* _Exercise requirements_
Shift every x and y coordinate in the answers by adding 47 to it, and write out the entries again with their requests included. Start at the line that contains "Expected: one marker per instance of the wood" and continue through the last of the entries.

* _Recorded data_
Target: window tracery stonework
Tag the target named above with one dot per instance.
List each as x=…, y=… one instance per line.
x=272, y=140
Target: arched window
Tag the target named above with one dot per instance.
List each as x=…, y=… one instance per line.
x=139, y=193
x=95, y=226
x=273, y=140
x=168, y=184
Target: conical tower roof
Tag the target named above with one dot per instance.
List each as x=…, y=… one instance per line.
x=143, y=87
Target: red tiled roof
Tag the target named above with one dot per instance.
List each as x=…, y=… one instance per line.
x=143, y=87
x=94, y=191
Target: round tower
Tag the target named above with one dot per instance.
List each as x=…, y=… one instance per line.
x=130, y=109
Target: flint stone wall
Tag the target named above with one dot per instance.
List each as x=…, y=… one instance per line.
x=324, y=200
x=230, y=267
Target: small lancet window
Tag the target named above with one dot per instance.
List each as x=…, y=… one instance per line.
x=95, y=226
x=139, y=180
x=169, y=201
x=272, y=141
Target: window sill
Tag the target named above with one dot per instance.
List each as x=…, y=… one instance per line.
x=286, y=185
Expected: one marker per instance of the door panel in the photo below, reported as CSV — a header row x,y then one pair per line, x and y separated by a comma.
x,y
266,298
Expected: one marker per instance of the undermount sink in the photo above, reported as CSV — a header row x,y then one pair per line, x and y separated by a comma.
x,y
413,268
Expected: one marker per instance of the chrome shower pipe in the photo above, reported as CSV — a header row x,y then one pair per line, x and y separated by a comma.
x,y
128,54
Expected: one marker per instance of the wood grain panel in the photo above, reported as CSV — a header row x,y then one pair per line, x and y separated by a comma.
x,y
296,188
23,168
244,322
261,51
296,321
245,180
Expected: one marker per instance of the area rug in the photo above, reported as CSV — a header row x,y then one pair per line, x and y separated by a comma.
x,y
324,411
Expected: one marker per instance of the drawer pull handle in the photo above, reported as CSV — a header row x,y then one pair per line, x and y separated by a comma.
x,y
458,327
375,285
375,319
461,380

* _Task solution_
Expected: one marker per instance of the wood grain panel in the photo above, reported as CSV — a header row x,y then one pair per line, x and y separated by a comma.
x,y
343,235
70,215
291,369
308,98
343,368
292,227
Expected: one marker per instance of the area rug in the photo above, reported as CSV — a header row x,y then one pair per line, x and y separated by a comma.
x,y
371,458
Expected: one marker per instance of the drawer pull handle in the photo above, reported as CSV — a header row x,y then one pair per line, x and y separated by a comma.
x,y
505,374
422,332
422,366
508,427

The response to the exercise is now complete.